WORK TO BE COMPLETED:
Transcribe every one of the entries below word for word, omitting the pictures from your copy.

* Start DATA EXTRACT *

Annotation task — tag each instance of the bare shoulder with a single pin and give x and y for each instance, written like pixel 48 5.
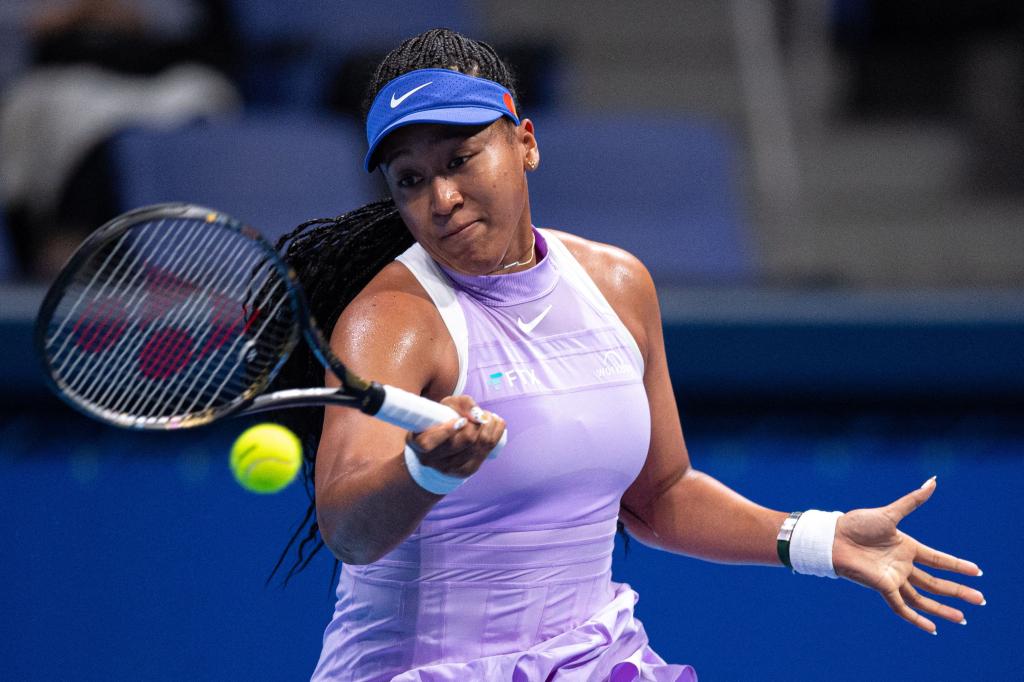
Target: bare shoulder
pixel 392 332
pixel 624 281
pixel 620 274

* End DATA EXTRACT *

THE SOLUTION:
Annotation task — tag each instance of the bare shoulder with a single pin and give x and y for each instance, written like pixel 48 5.
Target: bare shoulder
pixel 392 332
pixel 624 281
pixel 620 274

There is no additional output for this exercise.